── DONNÉES DE L'EXERCICE ──

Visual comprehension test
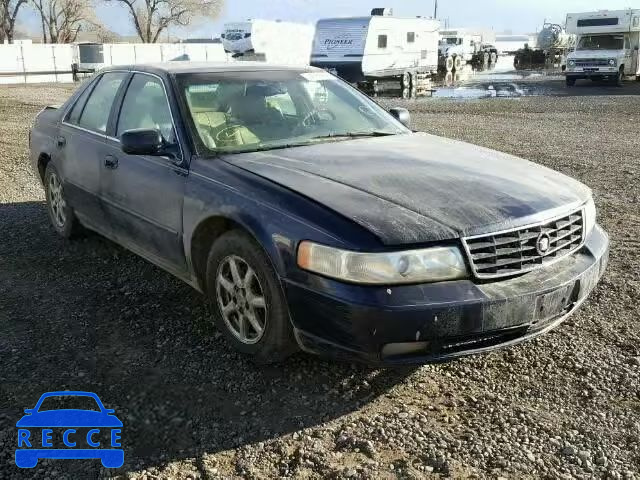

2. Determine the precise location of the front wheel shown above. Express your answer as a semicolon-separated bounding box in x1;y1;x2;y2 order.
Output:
207;230;297;363
44;163;81;238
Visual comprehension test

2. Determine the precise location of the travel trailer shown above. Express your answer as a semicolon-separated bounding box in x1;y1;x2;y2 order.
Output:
566;10;640;87
438;29;498;72
222;20;314;65
311;8;440;88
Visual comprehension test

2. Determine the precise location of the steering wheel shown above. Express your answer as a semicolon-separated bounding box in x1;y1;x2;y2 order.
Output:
214;124;245;145
293;108;338;135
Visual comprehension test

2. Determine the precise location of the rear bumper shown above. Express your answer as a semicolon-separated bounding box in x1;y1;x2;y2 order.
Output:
285;226;609;365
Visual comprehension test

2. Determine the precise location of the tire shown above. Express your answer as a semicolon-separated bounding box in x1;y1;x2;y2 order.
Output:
44;162;82;239
444;57;455;72
206;230;298;363
401;72;411;89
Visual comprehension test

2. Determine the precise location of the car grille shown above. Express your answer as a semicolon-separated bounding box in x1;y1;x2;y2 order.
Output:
576;58;609;67
463;210;584;279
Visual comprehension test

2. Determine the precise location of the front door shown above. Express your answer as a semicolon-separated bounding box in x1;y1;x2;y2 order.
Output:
101;73;188;272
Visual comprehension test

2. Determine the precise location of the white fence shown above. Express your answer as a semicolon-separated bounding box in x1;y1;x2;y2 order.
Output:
0;43;228;84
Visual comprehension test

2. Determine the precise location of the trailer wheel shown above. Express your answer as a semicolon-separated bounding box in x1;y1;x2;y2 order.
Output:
401;72;411;89
613;67;624;87
444;57;455;72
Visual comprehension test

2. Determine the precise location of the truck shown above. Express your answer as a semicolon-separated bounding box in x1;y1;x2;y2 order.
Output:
311;8;440;89
513;23;576;70
438;28;498;72
565;9;640;87
221;19;314;66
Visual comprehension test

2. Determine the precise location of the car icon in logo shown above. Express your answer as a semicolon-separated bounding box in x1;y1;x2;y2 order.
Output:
15;391;124;468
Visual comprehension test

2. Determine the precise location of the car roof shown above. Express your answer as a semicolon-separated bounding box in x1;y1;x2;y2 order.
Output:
102;61;320;74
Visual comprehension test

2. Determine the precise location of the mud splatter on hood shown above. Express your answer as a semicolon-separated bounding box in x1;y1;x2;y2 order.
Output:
224;133;591;245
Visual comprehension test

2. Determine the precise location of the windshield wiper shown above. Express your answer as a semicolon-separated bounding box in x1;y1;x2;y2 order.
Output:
310;130;398;140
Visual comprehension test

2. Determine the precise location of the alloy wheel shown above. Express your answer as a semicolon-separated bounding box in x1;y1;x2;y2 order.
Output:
48;172;67;228
215;255;268;345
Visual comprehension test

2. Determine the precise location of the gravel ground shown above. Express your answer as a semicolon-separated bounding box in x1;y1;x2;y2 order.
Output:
0;80;640;479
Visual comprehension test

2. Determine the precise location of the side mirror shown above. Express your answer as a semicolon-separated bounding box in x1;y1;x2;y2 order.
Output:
120;128;164;155
389;108;411;128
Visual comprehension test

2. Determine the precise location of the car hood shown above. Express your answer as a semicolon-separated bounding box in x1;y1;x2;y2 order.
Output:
16;410;122;427
224;133;591;245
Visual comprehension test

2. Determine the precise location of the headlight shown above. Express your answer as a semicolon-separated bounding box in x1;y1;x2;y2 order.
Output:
584;198;596;238
298;241;468;285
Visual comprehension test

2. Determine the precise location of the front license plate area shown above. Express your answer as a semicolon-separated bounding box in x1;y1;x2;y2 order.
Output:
536;285;574;323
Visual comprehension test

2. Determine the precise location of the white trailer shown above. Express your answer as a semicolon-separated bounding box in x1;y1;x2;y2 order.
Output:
222;20;314;65
311;8;440;88
565;9;640;86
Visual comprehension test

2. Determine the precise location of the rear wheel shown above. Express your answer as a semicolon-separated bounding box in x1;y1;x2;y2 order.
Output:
44;163;82;238
207;230;297;363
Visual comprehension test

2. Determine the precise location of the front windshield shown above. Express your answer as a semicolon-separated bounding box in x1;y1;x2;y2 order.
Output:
578;35;624;50
178;71;409;153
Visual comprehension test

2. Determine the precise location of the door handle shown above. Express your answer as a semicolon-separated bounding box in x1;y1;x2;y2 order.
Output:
104;155;118;170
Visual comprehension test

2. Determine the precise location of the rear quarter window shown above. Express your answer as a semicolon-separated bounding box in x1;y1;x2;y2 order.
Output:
78;72;127;133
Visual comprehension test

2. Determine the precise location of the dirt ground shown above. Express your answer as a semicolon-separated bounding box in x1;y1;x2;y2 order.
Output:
0;82;640;479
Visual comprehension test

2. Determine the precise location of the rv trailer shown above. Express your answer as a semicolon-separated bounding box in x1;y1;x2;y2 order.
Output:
311;8;440;89
565;9;640;87
221;20;314;65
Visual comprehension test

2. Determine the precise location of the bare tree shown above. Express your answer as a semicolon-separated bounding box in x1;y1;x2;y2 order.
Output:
0;0;27;43
106;0;224;43
31;0;103;43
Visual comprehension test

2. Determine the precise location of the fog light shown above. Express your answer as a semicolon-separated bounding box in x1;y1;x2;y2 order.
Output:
382;342;429;358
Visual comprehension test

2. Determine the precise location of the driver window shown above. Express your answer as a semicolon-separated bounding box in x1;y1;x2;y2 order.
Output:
117;73;176;143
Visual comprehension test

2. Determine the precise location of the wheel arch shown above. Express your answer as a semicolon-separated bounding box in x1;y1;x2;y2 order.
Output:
186;214;284;291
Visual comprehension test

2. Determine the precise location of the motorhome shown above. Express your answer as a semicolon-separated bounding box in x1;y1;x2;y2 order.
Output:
311;8;440;87
566;10;640;86
221;20;314;65
438;29;498;72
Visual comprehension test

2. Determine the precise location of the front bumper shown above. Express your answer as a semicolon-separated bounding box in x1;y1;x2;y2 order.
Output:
565;67;618;80
284;226;609;365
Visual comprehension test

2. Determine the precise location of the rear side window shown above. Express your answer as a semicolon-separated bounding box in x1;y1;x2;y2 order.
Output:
78;72;127;133
65;81;93;125
117;73;176;143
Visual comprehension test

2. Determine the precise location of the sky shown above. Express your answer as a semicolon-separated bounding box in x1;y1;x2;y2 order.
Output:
21;0;640;38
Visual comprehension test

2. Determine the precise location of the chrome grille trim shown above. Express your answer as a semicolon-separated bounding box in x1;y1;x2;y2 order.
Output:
462;208;586;280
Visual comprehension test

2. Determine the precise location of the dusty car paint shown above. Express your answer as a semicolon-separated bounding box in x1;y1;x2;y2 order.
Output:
30;64;608;363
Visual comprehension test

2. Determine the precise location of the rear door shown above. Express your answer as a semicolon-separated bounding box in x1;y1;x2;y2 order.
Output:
101;73;188;272
56;72;128;228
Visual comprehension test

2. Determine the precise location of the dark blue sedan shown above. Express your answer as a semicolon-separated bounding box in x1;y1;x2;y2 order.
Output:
30;62;609;364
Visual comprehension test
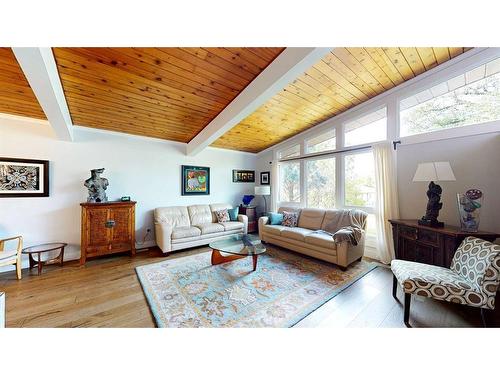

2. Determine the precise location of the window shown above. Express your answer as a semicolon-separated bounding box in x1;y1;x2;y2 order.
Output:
344;107;387;147
400;59;500;137
306;129;336;154
306;158;335;208
344;151;375;207
278;144;300;160
279;162;300;203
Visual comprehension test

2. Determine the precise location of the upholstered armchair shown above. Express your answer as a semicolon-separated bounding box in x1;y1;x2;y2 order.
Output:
391;237;500;326
0;236;23;280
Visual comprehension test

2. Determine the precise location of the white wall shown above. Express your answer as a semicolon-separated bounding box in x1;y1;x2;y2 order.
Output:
0;118;256;268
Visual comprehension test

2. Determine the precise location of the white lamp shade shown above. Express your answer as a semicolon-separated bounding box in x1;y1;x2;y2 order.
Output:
413;161;456;182
255;185;271;195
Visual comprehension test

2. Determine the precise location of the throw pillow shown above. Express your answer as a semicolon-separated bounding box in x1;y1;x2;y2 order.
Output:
268;212;283;225
283;211;299;227
215;208;229;224
227;206;240;221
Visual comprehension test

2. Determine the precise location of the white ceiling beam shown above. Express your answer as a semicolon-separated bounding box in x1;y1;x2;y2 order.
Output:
186;48;331;156
12;47;73;141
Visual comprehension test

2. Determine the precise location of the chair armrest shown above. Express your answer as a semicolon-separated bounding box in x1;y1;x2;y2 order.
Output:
155;221;173;253
238;215;248;234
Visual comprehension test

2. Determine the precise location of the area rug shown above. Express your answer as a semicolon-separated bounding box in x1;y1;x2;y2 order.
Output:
136;248;376;327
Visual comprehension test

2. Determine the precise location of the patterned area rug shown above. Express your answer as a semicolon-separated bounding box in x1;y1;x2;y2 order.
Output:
136;248;376;327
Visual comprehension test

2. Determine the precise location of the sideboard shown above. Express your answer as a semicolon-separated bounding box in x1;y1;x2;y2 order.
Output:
389;220;500;268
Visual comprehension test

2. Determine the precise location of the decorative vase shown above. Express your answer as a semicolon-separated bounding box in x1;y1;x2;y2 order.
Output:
457;189;483;233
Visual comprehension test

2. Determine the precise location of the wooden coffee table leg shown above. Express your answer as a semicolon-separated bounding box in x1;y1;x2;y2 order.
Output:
38;253;42;276
212;250;245;265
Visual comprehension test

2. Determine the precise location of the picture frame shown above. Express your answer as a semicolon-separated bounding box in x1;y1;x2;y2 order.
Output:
0;157;50;198
181;165;210;195
260;172;271;185
233;169;255;183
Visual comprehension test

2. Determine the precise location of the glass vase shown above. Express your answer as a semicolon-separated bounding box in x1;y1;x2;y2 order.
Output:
457;193;483;233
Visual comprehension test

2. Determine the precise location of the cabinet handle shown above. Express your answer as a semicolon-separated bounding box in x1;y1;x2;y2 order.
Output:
104;220;115;228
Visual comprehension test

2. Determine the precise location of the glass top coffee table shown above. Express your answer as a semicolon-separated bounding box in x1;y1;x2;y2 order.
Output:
208;234;266;271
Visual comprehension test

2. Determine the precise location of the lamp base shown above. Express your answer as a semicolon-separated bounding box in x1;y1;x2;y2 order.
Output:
418;216;444;228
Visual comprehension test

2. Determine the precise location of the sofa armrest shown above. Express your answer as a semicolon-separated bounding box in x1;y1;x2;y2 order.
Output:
155;221;172;253
258;216;269;241
238;215;248;234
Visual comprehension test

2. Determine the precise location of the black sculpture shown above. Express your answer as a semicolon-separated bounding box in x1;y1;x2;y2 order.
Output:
418;181;444;227
83;168;109;203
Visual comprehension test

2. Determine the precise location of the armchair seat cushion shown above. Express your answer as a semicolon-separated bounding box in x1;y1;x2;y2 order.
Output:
0;249;17;260
391;260;487;307
172;226;201;240
195;223;224;234
220;221;245;231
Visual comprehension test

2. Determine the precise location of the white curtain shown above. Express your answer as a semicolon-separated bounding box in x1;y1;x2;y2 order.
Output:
271;160;279;212
373;142;399;264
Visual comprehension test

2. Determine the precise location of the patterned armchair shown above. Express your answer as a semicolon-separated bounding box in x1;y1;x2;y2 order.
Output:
391;237;500;326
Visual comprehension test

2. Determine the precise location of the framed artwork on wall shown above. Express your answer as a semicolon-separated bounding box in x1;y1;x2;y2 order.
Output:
0;157;49;198
181;165;210;195
260;172;271;185
233;169;255;182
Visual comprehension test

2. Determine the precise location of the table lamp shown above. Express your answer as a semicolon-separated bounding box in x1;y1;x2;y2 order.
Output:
413;161;456;228
254;185;271;213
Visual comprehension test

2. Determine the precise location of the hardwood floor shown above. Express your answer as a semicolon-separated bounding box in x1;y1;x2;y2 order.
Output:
0;248;500;327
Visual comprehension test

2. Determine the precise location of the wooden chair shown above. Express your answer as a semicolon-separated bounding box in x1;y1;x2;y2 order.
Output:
391;237;500;326
0;236;23;280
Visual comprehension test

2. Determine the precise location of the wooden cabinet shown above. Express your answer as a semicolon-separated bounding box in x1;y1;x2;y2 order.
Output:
239;205;257;233
80;202;135;264
389;220;500;268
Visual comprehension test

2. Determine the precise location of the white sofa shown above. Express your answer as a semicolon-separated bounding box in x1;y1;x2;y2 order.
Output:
259;207;367;270
154;203;248;253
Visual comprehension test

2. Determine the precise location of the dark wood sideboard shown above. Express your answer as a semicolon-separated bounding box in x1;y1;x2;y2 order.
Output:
239;205;257;233
80;202;136;264
389;220;500;268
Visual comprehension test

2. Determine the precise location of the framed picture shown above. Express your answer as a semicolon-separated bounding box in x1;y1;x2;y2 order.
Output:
181;165;210;195
0;157;49;198
233;169;255;182
260;172;271;185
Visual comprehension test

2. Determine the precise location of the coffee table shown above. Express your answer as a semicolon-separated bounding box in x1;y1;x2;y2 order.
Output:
23;242;68;276
208;234;266;271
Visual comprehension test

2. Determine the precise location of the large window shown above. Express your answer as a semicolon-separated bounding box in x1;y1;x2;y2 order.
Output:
306;158;335;208
306;129;336;154
344;151;375;207
400;59;500;137
279;162;300;203
344;107;387;146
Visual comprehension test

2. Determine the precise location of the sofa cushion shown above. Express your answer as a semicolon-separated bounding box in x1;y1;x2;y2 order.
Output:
281;227;312;241
187;204;214;225
298;208;325;230
196;223;224;234
172;227;201;239
263;225;286;236
154;206;191;227
220;221;244;231
210;203;232;223
305;232;337;249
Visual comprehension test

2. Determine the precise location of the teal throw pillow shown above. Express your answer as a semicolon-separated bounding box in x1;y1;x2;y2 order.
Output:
227;206;240;221
269;212;283;225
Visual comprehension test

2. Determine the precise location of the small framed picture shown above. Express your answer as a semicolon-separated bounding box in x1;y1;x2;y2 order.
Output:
233;169;255;182
260;172;271;185
181;165;210;195
0;157;49;198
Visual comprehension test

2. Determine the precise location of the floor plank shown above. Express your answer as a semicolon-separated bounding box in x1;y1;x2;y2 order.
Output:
0;247;500;328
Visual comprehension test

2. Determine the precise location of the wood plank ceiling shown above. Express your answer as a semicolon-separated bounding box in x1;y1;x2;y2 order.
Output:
212;47;469;152
0;47;46;120
53;48;283;142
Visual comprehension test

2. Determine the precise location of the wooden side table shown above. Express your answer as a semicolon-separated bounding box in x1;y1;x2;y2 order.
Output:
389;220;500;268
23;242;68;276
239;205;257;233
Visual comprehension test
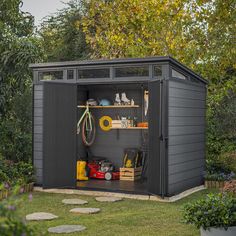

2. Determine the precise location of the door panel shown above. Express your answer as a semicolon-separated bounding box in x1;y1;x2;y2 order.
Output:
43;82;77;188
148;80;162;195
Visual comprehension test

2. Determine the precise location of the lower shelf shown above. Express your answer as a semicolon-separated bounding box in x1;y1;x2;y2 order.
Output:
111;127;148;129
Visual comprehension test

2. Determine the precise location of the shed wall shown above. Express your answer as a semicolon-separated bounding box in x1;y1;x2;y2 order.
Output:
33;84;43;184
168;79;206;195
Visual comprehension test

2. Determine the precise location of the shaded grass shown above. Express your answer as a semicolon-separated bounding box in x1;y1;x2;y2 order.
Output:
18;190;216;236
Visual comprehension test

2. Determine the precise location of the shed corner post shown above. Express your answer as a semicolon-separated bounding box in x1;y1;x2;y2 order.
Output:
160;62;171;198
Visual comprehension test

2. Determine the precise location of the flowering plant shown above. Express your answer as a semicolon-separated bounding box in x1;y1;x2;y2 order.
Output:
183;193;236;230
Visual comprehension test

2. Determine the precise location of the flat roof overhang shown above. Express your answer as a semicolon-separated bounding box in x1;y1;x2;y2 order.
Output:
29;56;208;84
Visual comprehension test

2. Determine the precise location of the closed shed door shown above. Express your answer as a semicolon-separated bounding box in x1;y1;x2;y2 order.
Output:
43;82;77;188
148;80;163;195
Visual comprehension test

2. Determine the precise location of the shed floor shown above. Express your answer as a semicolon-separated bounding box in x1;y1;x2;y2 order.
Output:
77;179;148;195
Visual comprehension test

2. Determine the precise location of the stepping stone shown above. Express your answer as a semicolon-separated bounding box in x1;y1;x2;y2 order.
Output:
70;208;100;214
48;225;86;234
95;197;122;202
62;198;88;205
25;212;58;220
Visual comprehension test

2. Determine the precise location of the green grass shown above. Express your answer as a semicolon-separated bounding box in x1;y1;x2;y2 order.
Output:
19;190;214;236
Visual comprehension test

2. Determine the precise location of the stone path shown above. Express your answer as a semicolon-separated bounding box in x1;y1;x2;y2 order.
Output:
70;208;100;214
62;198;88;205
48;225;86;234
25;212;58;220
95;197;122;202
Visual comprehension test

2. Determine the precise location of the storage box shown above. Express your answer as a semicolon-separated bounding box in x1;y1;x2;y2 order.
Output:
111;120;121;128
120;166;142;181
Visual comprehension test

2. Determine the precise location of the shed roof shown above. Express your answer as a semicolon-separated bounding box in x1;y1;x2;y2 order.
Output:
29;56;208;84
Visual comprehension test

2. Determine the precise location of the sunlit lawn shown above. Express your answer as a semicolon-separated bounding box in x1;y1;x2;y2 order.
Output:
19;190;216;236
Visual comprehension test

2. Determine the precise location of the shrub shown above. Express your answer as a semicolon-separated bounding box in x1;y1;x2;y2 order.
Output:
16;161;34;184
223;180;236;196
0;156;34;186
219;151;236;173
183;193;236;230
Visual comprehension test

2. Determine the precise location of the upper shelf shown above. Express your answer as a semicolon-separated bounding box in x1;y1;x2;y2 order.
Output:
77;105;139;109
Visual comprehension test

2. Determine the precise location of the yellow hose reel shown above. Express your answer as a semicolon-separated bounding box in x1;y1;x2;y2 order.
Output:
99;116;112;131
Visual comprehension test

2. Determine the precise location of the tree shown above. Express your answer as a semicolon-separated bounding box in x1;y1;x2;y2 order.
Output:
39;0;89;61
0;0;43;160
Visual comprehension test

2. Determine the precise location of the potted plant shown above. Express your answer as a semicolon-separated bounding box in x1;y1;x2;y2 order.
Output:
183;193;236;236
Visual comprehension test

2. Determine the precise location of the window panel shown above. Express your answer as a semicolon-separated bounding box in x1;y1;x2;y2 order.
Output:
154;66;162;76
115;66;149;77
78;68;110;79
67;70;74;80
39;71;63;80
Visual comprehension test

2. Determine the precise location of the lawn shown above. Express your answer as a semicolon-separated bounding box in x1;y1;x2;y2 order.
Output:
16;190;212;236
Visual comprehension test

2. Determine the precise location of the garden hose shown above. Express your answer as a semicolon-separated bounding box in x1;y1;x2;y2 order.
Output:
99;116;112;131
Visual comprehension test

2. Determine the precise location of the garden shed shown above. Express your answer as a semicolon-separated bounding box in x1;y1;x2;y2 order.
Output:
30;57;207;197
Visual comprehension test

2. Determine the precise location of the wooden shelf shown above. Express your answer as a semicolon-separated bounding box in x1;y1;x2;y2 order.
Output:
77;105;139;109
111;127;148;129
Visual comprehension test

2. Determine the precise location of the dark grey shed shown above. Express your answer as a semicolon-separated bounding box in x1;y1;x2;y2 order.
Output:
30;57;207;196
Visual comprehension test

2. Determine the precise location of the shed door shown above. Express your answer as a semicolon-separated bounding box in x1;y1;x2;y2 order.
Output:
43;82;77;188
148;80;162;195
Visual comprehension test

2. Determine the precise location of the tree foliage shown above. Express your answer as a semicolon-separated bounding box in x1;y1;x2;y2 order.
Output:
0;0;42;160
39;0;89;61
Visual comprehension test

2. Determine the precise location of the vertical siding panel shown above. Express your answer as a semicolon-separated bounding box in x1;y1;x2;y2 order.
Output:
168;79;206;195
33;84;43;185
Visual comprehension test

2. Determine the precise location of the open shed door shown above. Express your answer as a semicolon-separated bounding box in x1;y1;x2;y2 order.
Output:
148;80;164;195
43;82;77;188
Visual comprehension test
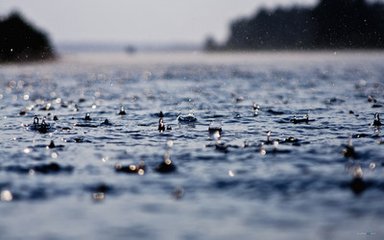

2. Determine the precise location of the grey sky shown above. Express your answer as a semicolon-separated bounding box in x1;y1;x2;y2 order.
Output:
0;0;317;43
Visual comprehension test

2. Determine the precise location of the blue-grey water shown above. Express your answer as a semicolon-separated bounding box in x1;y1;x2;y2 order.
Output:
0;52;384;240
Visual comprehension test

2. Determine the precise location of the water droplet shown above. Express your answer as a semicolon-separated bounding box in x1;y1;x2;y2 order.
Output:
167;140;173;148
51;152;59;159
23;148;32;154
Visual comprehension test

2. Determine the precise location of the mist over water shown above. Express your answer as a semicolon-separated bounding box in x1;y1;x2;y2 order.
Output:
0;51;384;239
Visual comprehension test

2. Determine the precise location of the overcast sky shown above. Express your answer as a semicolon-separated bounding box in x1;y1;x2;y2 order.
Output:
0;0;317;43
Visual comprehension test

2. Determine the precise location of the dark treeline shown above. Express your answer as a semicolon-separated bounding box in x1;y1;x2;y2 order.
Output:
205;0;384;50
0;12;55;63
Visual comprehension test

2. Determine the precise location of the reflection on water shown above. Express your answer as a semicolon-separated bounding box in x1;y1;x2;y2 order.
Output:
0;52;384;239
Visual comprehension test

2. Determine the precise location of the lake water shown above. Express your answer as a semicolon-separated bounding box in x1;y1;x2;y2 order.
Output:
0;52;384;240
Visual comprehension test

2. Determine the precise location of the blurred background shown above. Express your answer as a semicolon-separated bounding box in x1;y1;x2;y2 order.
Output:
0;0;317;52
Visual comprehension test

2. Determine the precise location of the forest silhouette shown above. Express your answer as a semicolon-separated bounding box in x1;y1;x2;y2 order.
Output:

───

◆ **À FAIRE**
Repérez chaque ligne ci-dessus qui contient la chaîne « plank », puis recopiez-les toutes.

◆ **CORRIGÉ DÉTAILLÉ**
2. Determine the precise location of the floor plank shown above. Express your answer as a semicolon-separated bounding box in x1;y1;x2;y2 order.
2. Determine the precise location of the wood plank ceiling shown above. Express your answer as a semicolon-separated bounding box in x1;y1;x2;y2 order.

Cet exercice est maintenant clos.